把下面这段讲合成孔径雷达图像目标检测的文字从头到尾逐字誊写一遍。

- **原文节选**:

⁂

开放科学(资源服务)标志码(OSID)：

0 概述

合成孔径雷达能够全天时、全天候地监控，可以在复杂条件下提供高分辨率的图像。合成孔径雷达图像中的目标检测在区域管理、信息筛选等领域具有重要作用。但合成孔径雷达图像中目标的尺度多样性和背景散射的强干扰，给研究工作带来了极大的挑战。近年来，研究人员针对这些问题提出了各种解决方案。

传统的SAR图像目标检测方法中，恒虚警检测（Constant False Alarm Rate，CFAR）算法及其变种是典型的检测算法。恒虚警率检测器通过比较噪声处理后的输入信号与预设的阈值来确定是否有目标。但CFAR算法的准确率在很大程度上受阈值影响，许多学者对此进行了改进。文献[1]提出一种新型的闭环CFAR处理器，通过移位寄存器和神经网络选择最佳CFAR，从而保证其性能的连续性。文献[2]针对密集目标提出一种基于稀疏信号处理的方法。文献[3]提出一种基于AIS数据辅助的瑞利恒虚警率舰船检测算法，通过设计一种基于自适应阈值的杂波修整方法，消除局部背景窗口中的高度异常值。与文献[3]类似，AI等^[4]提出一种基于双边阈值的策略，通过自动裁剪局部参考窗口中的样本，消除高强度和低强度的异常值。这些方法的性能在很大程度上取决于海杂波的统计建模和所选模型的参数估计，而相关研究方法的改进也多是基于这2个方面。考虑到海杂波的非均匀性，相关研究人员提出了各种杂波模型来拟合复杂的海况，比如对称alpha分布^[5]和广义gamma分布^[6-7]。但是这些方法都是基于特定场景，手工设计特征的鲁棒性较差，尤其在复杂场景下容易产生虚警，不恰当的近海区域建模会导致许多内陆地区散射的误报。此外，手工设计的特征相对复杂，给研究工作带来一定工作量。

⁂

- **提取材料**:
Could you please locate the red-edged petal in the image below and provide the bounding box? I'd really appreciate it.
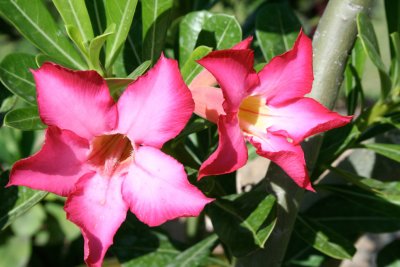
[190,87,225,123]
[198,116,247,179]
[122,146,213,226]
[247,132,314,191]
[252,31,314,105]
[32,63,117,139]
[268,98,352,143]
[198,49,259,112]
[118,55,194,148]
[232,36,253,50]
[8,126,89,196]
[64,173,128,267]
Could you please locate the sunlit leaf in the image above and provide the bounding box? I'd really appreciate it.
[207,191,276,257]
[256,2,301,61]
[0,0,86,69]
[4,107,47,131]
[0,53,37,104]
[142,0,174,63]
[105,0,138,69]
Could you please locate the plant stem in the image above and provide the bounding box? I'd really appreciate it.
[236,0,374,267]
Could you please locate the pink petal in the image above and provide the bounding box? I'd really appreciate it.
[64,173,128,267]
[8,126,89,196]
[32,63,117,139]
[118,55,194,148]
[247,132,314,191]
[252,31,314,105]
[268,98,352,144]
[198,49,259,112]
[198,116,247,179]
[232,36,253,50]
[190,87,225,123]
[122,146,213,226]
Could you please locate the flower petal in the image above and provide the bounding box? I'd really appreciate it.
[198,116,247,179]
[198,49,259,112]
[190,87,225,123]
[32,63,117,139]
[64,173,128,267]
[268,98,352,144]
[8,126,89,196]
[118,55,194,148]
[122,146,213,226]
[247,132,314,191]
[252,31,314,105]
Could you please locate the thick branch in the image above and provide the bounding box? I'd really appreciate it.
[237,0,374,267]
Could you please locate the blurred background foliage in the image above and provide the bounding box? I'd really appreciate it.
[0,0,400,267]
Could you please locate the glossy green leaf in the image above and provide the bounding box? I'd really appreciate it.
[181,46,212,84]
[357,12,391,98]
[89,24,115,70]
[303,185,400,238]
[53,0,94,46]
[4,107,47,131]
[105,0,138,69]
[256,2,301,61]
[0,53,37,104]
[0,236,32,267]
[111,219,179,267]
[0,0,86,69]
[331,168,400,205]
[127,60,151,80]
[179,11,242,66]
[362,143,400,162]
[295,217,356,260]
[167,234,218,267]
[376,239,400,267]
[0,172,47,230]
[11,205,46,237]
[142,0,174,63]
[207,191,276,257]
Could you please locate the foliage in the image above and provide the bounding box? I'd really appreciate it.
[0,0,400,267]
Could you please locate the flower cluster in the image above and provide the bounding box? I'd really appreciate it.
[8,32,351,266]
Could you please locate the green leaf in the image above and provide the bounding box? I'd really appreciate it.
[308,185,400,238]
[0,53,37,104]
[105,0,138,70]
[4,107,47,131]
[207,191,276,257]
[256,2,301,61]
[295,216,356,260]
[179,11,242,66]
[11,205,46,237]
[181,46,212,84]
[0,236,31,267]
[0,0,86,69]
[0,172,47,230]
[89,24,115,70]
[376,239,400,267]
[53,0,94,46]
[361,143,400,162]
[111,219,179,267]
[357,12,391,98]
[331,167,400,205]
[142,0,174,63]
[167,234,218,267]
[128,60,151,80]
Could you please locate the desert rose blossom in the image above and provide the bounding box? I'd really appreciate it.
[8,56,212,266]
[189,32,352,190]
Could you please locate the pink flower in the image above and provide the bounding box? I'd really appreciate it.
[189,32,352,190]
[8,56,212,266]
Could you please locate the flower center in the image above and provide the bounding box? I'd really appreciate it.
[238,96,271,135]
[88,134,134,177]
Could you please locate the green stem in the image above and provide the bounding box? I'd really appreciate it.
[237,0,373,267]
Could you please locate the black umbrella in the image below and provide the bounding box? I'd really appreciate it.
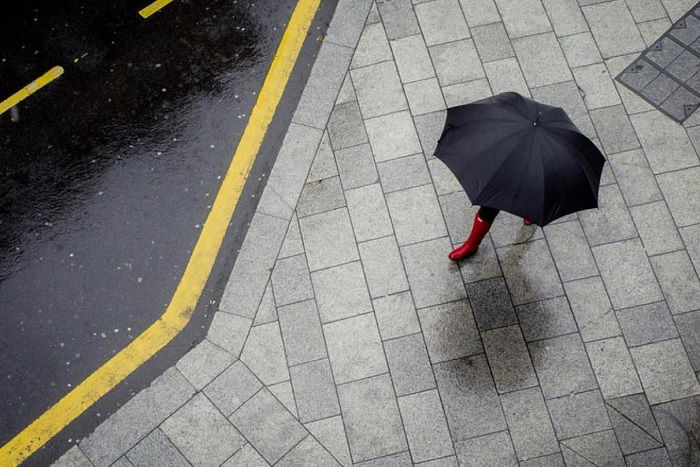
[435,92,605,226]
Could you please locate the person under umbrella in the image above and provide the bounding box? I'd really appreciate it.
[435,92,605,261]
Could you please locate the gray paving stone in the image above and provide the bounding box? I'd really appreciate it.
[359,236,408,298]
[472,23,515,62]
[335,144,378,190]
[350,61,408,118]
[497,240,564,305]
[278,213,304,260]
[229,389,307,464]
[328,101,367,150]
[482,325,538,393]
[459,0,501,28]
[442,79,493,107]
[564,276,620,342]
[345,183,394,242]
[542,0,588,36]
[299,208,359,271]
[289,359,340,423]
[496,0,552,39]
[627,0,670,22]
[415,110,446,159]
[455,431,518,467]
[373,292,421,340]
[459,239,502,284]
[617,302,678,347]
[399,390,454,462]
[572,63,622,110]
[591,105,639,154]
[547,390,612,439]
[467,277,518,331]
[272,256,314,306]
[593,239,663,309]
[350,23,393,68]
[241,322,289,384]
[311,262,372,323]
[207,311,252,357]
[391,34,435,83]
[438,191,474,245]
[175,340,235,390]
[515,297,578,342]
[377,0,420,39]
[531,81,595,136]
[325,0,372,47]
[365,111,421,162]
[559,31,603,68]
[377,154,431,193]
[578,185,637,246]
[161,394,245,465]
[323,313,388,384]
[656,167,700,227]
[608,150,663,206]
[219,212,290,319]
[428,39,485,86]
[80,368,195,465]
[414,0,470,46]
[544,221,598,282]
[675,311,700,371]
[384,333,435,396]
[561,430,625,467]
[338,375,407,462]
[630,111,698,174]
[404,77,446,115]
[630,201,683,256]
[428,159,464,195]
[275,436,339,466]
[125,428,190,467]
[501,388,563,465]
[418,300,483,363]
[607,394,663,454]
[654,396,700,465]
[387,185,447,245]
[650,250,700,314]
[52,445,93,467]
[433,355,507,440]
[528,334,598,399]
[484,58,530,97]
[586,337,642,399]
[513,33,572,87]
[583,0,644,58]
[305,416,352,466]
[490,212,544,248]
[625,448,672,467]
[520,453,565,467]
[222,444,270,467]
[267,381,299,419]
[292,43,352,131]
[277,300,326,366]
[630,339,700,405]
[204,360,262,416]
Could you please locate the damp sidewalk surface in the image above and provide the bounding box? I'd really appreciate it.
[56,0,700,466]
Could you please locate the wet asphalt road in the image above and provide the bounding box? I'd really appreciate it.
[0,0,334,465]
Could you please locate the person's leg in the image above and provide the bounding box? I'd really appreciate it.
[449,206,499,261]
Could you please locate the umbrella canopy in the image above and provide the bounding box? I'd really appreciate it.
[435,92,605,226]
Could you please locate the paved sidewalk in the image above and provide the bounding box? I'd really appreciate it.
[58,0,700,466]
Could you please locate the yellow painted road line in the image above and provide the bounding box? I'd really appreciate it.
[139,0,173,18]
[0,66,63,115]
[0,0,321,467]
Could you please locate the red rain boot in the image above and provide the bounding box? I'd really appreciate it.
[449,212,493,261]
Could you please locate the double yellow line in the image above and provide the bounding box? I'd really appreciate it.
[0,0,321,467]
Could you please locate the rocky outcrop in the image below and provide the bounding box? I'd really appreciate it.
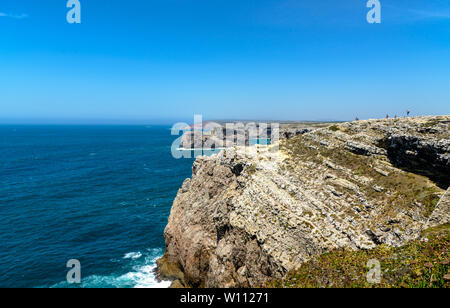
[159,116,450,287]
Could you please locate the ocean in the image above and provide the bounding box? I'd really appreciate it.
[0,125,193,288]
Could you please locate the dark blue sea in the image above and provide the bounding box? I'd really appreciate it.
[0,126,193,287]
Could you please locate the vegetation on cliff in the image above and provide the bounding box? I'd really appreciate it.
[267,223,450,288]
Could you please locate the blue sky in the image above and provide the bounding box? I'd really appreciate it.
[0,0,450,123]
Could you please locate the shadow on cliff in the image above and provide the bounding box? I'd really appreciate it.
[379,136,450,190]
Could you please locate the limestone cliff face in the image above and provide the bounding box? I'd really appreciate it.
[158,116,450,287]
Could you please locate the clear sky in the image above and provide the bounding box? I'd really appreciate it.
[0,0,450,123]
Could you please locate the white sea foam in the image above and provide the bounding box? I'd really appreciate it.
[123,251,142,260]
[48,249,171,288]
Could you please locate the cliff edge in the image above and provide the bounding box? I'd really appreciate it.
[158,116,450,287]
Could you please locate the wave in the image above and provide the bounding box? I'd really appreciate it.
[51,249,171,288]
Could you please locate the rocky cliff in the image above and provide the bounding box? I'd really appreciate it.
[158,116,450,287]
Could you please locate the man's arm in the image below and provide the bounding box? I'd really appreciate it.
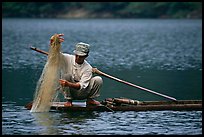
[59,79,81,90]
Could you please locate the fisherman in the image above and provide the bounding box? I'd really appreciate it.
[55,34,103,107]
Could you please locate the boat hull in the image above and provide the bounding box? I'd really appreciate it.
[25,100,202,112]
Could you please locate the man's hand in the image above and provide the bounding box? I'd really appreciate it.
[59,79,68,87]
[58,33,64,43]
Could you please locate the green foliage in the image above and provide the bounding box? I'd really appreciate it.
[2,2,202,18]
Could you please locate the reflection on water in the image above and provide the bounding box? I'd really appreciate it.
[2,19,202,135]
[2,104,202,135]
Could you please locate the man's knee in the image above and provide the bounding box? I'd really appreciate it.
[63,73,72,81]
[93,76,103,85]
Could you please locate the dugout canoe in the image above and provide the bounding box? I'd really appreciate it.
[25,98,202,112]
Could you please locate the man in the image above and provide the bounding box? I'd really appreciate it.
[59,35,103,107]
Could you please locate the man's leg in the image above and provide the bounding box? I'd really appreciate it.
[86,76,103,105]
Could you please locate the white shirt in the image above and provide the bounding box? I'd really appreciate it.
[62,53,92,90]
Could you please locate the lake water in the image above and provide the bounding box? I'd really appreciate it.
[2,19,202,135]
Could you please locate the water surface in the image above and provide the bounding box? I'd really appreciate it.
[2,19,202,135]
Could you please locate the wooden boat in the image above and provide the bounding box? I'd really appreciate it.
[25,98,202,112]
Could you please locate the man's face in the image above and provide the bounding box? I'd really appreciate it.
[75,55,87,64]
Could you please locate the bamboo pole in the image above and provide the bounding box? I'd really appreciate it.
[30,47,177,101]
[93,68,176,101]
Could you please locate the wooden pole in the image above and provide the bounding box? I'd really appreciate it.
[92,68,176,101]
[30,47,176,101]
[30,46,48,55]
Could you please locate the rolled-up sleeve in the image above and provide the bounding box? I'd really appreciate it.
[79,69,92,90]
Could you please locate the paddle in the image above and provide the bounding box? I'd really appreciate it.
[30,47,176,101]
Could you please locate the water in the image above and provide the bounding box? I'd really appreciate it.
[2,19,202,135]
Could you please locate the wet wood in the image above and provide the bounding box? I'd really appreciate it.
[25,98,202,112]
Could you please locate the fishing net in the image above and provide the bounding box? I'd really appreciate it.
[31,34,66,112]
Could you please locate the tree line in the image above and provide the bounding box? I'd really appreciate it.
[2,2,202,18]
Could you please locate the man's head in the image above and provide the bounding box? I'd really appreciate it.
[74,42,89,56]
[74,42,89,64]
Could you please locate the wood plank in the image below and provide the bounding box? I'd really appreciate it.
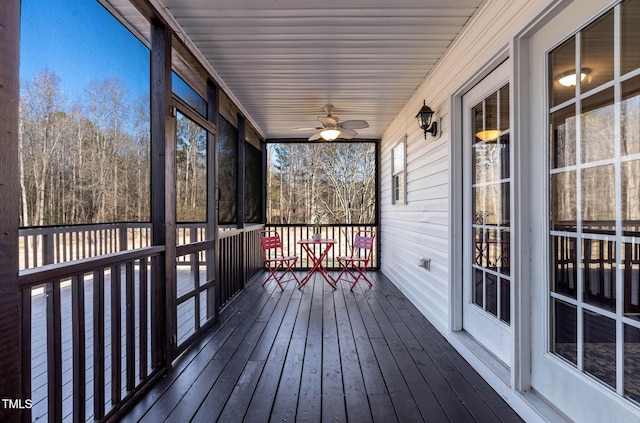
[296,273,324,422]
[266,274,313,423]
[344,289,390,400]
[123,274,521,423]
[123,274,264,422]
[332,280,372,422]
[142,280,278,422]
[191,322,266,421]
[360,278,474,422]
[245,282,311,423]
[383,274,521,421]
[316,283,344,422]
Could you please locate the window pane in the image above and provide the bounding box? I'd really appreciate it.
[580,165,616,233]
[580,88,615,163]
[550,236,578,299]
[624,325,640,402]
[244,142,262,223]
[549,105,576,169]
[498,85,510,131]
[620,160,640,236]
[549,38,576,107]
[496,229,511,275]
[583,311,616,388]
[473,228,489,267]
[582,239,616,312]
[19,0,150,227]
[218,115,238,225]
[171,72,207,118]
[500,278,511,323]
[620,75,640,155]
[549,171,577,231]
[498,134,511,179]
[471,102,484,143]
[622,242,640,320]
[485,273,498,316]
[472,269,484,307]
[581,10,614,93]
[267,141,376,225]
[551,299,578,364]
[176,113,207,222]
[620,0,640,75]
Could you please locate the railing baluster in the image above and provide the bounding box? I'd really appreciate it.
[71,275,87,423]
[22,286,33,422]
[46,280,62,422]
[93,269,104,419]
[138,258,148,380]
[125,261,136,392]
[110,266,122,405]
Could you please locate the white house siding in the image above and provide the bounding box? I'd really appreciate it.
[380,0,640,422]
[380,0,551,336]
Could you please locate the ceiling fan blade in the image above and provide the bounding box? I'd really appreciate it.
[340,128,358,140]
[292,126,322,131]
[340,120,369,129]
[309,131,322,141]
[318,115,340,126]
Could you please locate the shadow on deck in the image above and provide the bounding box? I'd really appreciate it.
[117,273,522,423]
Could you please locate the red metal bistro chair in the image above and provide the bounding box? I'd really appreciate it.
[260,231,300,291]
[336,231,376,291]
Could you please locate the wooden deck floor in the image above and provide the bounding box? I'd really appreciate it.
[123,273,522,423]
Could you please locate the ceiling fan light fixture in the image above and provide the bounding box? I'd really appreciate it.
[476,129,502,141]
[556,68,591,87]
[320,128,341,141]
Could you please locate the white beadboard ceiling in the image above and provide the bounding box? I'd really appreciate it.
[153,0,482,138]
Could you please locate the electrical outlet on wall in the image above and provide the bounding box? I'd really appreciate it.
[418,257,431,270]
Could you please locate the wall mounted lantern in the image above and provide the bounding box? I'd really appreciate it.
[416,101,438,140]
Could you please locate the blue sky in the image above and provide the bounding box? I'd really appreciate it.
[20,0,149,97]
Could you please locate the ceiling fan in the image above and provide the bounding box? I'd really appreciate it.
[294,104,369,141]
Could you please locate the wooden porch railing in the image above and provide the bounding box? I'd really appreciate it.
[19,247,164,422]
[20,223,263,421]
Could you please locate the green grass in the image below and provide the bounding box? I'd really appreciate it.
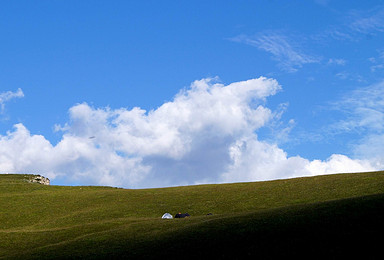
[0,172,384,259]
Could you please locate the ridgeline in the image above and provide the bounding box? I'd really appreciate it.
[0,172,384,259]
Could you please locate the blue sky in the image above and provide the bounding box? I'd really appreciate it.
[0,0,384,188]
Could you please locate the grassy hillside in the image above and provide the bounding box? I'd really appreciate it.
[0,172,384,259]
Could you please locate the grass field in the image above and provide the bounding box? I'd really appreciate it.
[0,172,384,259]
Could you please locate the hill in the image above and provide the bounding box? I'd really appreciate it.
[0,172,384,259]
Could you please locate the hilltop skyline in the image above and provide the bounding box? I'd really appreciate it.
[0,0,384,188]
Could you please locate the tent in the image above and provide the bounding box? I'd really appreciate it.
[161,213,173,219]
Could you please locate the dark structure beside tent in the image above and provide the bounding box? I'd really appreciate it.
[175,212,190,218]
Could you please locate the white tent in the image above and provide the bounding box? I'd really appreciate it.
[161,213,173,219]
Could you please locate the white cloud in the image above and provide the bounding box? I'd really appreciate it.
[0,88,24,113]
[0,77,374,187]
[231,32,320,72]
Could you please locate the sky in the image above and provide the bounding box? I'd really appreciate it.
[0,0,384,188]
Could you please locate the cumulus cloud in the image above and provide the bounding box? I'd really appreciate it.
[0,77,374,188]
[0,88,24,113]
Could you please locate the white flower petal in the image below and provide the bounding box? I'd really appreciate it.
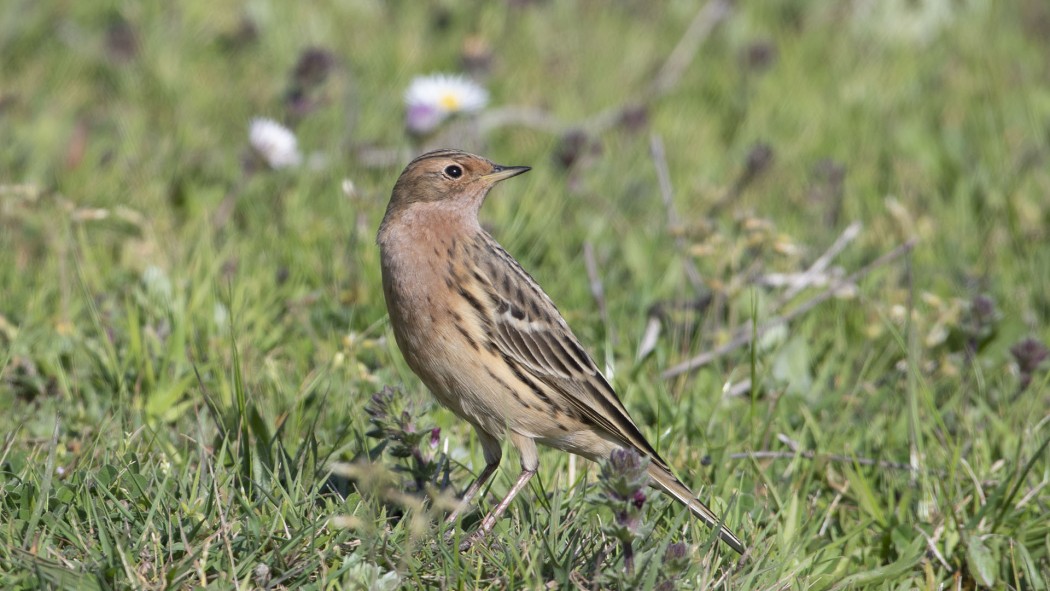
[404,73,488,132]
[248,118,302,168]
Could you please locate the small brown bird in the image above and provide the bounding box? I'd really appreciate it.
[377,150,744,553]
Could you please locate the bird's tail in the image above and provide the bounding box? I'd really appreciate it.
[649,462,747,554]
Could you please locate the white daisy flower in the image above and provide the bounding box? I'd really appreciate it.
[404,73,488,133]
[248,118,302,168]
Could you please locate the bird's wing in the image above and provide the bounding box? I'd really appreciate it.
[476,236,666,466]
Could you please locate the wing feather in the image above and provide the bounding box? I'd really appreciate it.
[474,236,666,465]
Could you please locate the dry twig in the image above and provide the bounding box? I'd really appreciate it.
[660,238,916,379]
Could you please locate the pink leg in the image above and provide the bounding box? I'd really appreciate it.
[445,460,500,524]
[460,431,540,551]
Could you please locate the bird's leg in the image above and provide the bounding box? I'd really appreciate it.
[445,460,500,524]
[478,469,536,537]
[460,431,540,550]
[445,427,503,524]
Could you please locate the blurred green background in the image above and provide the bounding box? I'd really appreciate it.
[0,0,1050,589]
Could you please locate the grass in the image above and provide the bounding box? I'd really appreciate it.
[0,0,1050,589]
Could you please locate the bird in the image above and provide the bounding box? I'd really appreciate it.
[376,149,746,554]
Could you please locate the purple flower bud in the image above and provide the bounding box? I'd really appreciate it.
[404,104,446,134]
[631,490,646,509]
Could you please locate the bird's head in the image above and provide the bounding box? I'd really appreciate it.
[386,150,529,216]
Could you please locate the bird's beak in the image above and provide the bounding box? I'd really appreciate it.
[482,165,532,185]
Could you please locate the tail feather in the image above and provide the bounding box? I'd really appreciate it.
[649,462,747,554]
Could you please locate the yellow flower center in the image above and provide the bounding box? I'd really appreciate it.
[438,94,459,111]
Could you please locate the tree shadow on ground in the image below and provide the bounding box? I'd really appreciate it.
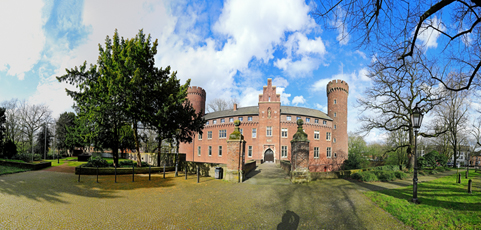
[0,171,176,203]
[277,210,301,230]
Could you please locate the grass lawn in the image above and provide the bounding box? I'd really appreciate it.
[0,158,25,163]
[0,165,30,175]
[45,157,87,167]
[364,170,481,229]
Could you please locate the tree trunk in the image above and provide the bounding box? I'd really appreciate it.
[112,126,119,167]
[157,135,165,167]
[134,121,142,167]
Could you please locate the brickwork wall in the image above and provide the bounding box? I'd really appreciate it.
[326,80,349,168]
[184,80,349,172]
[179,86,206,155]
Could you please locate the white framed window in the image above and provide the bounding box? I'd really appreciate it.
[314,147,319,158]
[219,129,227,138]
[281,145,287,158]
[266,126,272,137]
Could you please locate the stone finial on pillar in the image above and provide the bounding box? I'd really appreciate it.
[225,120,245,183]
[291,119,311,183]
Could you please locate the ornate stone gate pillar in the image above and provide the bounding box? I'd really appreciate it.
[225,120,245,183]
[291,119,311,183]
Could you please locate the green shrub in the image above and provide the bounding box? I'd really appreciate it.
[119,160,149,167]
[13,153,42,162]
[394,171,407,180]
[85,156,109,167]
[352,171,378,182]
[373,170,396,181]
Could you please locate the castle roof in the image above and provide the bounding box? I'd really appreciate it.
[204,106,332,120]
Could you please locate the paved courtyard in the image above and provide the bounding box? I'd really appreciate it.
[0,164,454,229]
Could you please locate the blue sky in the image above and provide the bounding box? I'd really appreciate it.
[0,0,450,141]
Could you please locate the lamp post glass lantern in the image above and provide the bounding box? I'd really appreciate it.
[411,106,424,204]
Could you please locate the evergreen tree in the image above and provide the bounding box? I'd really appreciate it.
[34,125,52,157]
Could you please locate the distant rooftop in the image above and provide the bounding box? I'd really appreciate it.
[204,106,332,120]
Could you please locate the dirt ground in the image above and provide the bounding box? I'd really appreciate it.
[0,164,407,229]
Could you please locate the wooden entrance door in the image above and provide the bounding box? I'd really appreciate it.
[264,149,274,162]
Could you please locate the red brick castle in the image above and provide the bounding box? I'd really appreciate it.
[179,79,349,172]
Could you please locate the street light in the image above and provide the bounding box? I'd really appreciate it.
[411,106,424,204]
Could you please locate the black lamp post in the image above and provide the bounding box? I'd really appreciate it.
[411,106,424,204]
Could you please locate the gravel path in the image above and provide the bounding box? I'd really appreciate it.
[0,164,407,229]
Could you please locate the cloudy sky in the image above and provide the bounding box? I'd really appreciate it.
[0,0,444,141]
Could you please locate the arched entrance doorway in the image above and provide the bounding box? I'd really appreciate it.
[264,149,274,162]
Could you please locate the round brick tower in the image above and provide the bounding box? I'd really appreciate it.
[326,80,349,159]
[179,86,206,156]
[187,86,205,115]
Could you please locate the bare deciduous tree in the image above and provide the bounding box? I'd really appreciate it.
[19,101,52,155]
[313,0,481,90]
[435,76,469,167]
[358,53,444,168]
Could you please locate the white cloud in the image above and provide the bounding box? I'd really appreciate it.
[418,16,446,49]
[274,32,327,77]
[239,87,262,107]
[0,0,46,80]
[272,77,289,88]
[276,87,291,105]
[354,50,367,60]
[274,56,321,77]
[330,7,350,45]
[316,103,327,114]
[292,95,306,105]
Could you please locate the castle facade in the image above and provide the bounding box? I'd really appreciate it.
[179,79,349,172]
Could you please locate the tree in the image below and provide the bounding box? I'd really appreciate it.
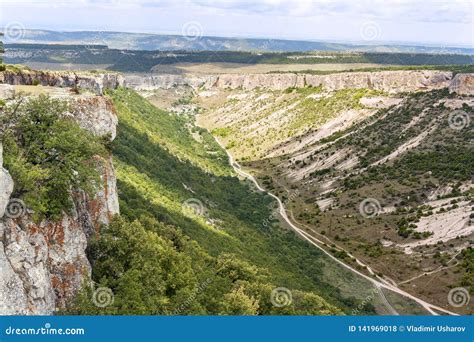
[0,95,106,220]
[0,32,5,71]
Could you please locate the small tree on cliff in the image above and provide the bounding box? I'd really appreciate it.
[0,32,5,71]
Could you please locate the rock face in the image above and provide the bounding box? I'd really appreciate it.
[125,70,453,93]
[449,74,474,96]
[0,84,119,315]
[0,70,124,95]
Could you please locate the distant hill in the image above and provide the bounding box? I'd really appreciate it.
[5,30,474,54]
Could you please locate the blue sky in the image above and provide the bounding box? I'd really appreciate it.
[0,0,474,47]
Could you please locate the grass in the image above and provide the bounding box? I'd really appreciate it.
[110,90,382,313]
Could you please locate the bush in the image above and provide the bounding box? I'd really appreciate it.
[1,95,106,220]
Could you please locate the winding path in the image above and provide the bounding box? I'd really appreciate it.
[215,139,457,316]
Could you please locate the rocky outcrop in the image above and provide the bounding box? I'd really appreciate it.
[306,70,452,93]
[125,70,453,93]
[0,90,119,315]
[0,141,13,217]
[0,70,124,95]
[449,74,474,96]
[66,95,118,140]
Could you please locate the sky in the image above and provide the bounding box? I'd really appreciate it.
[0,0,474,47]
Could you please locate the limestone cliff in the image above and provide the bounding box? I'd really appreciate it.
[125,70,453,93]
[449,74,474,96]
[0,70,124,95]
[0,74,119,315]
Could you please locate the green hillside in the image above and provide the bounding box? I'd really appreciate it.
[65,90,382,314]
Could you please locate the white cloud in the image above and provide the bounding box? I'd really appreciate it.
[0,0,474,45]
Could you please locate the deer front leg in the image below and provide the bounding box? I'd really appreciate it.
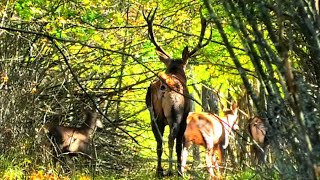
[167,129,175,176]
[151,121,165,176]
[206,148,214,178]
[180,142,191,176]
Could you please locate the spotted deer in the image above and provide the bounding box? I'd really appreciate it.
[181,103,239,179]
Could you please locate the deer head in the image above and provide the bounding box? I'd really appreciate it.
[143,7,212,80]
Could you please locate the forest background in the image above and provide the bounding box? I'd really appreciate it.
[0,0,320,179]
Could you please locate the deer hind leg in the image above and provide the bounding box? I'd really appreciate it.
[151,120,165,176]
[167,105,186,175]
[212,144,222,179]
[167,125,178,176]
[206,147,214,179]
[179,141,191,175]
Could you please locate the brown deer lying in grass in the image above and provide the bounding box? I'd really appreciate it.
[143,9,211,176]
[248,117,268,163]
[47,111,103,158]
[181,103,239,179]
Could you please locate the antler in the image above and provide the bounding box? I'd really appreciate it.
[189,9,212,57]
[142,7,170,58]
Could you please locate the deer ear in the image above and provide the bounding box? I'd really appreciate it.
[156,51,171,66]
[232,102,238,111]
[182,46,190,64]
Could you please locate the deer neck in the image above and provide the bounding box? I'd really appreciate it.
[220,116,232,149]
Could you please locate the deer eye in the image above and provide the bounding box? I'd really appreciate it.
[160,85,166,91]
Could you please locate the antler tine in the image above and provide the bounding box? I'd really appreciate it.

⁂

- **完整答案**:
开放科学(资源服务)标志码(OSID)：

0 概述

合成孔径雷达能够全天时、全天候地监控，可以在复杂条件下提供高分辨率的图像。合成孔径雷达图像中的目标检测在区域管理、信息筛选等领域具有重要作用。但合成孔径雷达图像中目标的尺度多样性和背景散射的强干扰，给研究工作带来了极大的挑战。近年来，研究人员针对这些问题提出了各种解决方案。

传统的SAR图像目标检测方法中，恒虚警检测（Constant False Alarm Rate，CFAR）算法及其变种是典型的检测算法。恒虚警率检测器通过比较噪声处理后的输入信号与预设的阈值来确定是否有目标。但CFAR算法的准确率在很大程度上受阈值影响，许多学者对此进行了改进。文献[1]提出一种新型的闭环CFAR处理器，通过移位寄存器和神经网络选择最佳CFAR，从而保证其性能的连续性。文献[2]针对密集目标提出一种基于稀疏信号处理的方法。文献[3]提出一种基于AIS数据辅助的瑞利恒虚警率舰船检测算法，通过设计一种基于自适应阈值的杂波修整方法，消除局部背景窗口中的高度异常值。与文献[3]类似，AI等^[4]提出一种基于双边阈值的策略，通过自动裁剪局部参考窗口中的样本，消除高强度和低强度的异常值。这些方法的性能在很大程度上取决于海杂波的统计建模和所选模型的参数估计，而相关研究方法的改进也多是基于这2个方面。考虑到海杂波的非均匀性，相关研究人员提出了各种杂波模型来拟合复杂的海况，比如对称alpha分布^[5]和广义gamma分布^[6-7]。但是这些方法都是基于特定场景，手工设计特征的鲁棒性较差，尤其在复杂场景下容易产生虚警，不恰当的近海区域建模会导致许多内陆地区散射的误报。此外，手工设计的特征相对复杂，给研究工作带来一定工作量。